• WHAT THE TASK ASKS
Word for word, return every record that follows.

• EXTRACTED DATA
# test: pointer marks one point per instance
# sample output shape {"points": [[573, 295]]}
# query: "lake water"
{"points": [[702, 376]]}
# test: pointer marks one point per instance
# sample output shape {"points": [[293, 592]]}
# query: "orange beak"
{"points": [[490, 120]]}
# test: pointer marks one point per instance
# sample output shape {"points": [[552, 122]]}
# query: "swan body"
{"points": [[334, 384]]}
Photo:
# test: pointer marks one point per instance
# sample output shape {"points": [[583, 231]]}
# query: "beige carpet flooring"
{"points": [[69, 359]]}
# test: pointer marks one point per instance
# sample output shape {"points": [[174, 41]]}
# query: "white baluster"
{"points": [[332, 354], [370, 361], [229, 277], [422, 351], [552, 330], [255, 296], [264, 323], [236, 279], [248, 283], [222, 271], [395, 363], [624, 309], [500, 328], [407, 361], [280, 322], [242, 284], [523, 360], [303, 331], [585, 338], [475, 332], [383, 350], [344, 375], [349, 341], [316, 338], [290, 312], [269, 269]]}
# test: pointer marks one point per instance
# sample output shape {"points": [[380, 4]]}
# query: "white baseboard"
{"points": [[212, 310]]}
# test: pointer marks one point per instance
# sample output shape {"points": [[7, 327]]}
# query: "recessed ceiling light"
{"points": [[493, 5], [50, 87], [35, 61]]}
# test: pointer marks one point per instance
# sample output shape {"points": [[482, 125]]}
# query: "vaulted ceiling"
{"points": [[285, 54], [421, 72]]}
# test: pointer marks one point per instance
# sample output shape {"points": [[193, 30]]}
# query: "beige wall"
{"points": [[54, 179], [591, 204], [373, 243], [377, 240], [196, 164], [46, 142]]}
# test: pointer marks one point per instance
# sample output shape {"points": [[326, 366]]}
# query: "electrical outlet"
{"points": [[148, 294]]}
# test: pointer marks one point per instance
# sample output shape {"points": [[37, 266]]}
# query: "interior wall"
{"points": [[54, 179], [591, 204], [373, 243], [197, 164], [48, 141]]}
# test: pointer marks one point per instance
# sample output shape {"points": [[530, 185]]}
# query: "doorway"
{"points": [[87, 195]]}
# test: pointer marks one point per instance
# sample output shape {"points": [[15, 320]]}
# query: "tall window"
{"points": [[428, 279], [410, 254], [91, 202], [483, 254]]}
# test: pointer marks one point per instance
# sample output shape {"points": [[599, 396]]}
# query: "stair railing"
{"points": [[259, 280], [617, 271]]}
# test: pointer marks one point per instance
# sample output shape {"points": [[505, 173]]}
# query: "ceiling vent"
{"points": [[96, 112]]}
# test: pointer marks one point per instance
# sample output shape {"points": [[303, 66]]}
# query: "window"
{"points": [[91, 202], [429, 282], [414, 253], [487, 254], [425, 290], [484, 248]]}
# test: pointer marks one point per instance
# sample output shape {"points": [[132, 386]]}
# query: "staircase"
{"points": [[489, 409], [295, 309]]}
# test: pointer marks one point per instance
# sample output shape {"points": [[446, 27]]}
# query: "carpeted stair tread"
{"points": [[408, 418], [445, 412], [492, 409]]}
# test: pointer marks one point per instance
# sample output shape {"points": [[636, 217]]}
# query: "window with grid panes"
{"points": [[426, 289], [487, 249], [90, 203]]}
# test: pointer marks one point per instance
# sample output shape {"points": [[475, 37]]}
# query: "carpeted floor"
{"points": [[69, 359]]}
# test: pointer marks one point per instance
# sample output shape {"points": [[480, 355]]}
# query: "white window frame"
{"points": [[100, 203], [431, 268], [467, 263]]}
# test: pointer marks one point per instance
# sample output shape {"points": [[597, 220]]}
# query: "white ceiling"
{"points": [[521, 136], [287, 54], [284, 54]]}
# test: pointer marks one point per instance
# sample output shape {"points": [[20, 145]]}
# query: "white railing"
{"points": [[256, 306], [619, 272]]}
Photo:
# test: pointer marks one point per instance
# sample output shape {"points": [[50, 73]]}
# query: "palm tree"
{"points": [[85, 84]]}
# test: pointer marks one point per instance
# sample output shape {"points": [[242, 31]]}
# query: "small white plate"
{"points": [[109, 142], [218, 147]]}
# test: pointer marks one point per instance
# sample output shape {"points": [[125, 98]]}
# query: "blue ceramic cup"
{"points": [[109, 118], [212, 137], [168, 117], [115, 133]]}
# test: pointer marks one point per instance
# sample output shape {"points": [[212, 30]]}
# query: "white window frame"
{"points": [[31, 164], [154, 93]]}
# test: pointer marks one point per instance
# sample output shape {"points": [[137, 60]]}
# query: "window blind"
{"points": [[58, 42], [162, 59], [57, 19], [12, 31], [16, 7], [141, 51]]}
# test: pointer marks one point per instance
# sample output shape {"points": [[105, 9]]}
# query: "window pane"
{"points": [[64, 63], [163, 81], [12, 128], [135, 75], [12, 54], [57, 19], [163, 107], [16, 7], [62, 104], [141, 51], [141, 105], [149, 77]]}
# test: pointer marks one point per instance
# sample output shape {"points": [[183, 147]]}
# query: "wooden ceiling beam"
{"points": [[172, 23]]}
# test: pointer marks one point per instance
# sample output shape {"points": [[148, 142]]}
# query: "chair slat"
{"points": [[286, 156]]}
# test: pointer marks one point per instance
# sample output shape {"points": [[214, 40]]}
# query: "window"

• EXERCISE RESPONSE
# test: pointer marks one point per instance
# sample output shape {"points": [[573, 295]]}
# query: "lake water"
{"points": [[702, 376]]}
# test: pointer marks one point per instance
# sample output shape {"points": [[293, 592]]}
# query: "orange beak"
{"points": [[490, 120]]}
# test: pointer marks one point per instance
# sample output shape {"points": [[552, 122]]}
# query: "swan body"
{"points": [[334, 384]]}
Photo:
# test: pointer marks one point per instance
# sample output shape {"points": [[583, 231]]}
# query: "beige carpet flooring"
{"points": [[69, 359]]}
# test: pointer marks one point per instance
# sample output shape {"points": [[174, 41]]}
# query: "white baluster"
{"points": [[332, 354], [370, 361], [229, 277], [422, 351], [552, 330], [255, 296], [264, 323], [236, 279], [248, 283], [222, 271], [395, 363], [624, 309], [500, 328], [407, 361], [280, 322], [242, 284], [523, 360], [303, 331], [585, 338], [475, 332], [383, 350], [344, 375], [349, 341], [316, 338], [290, 312], [269, 269]]}
# test: pointer marks one point per instance
# sample output shape {"points": [[380, 4]]}
# query: "white baseboard"
{"points": [[212, 310]]}
# test: pointer marks one point per instance
# sample output shape {"points": [[7, 327]]}
# query: "recessed ceiling light"
{"points": [[493, 5], [50, 87], [35, 61]]}
# test: pointer marks one point per instance
# sample output shape {"points": [[482, 125]]}
# query: "vaulted ceiling"
{"points": [[285, 54], [421, 72]]}
# test: pointer marks one point per instance
# sample output shape {"points": [[193, 30]]}
# query: "beige wall"
{"points": [[54, 179], [591, 204], [373, 243], [377, 240], [196, 164], [46, 142]]}
# test: pointer marks one point per instance
# sample output shape {"points": [[326, 366]]}
# query: "electrical outlet"
{"points": [[148, 294]]}
# test: pointer marks one point per instance
# sample output shape {"points": [[37, 266]]}
# query: "interior wall"
{"points": [[54, 179], [591, 204], [373, 243], [197, 164], [48, 141]]}
# test: pointer marks one point per instance
# sample output shape {"points": [[530, 185]]}
# query: "doorway"
{"points": [[87, 195]]}
# test: pointer marks one point per instance
# sample output shape {"points": [[15, 320]]}
# query: "tall window"
{"points": [[428, 279], [410, 254], [91, 202], [483, 254]]}
# test: pointer marks one point per instance
# sample output shape {"points": [[599, 396]]}
# query: "stair railing"
{"points": [[259, 280], [617, 271]]}
# test: pointer marks one point per instance
# sample output shape {"points": [[505, 173]]}
# query: "ceiling vent"
{"points": [[96, 112]]}
# test: pointer marks one point per instance
# sample output shape {"points": [[303, 66]]}
# query: "window"
{"points": [[91, 202], [429, 282], [414, 253], [487, 254], [425, 290], [484, 248]]}
# test: pointer marks one point per instance
# sample output shape {"points": [[132, 386]]}
# query: "staircase"
{"points": [[489, 409], [295, 309]]}
# test: pointer marks one point per instance
# sample output shape {"points": [[446, 27]]}
# query: "carpeted stair tread"
{"points": [[408, 418], [445, 412], [492, 409]]}
# test: pointer marks one point per instance
# sample output shape {"points": [[636, 217]]}
# query: "window with grid panes"
{"points": [[426, 289], [487, 249], [90, 203]]}
# test: pointer marks one point per instance
# sample output shape {"points": [[475, 37]]}
# query: "carpeted floor"
{"points": [[69, 359]]}
# test: pointer marks one point per instance
# sample output shape {"points": [[480, 355]]}
# query: "white window frame"
{"points": [[100, 203], [431, 268], [467, 263]]}
# test: pointer marks one point per instance
# sample output shape {"points": [[597, 220]]}
# query: "white ceiling"
{"points": [[521, 136], [287, 54], [284, 54]]}
# test: pointer marks one point per instance
# sample output shape {"points": [[20, 145]]}
# query: "white railing"
{"points": [[256, 306], [619, 272]]}
Photo:
# test: pointer marks one point per instance
# sample output shape {"points": [[50, 73]]}
# query: "palm tree"
{"points": [[85, 84]]}
# test: pointer marks one point per instance
# sample output shape {"points": [[242, 31]]}
# query: "small white plate"
{"points": [[109, 142], [218, 147]]}
# test: pointer marks one point per instance
# sample output shape {"points": [[125, 98]]}
# query: "blue ceramic cup"
{"points": [[109, 118], [212, 137], [168, 117], [115, 133]]}
# test: pointer marks one point per instance
# sample output shape {"points": [[212, 30]]}
# query: "white window frame"
{"points": [[31, 164], [154, 93]]}
# test: pointer marks one point per instance
# sample output shape {"points": [[137, 60]]}
# query: "window blind"
{"points": [[58, 42], [162, 59], [57, 19], [12, 31], [16, 7], [141, 51]]}
# test: pointer marks one point per instance
# sample output shape {"points": [[105, 9]]}
# query: "window pane"
{"points": [[64, 63], [163, 81], [12, 128], [135, 75], [12, 54], [57, 19], [163, 107], [16, 7], [62, 104], [141, 51], [141, 105], [149, 77]]}
# test: pointer marks one point per instance
# sample output shape {"points": [[183, 147]]}
# query: "wooden ceiling beam"
{"points": [[172, 23]]}
# test: pointer marks one point per instance
# sample output shape {"points": [[148, 142]]}
# query: "chair slat"
{"points": [[286, 156]]}
# test: pointer marks one point per instance
# sample output shape {"points": [[214, 40]]}
# query: "window"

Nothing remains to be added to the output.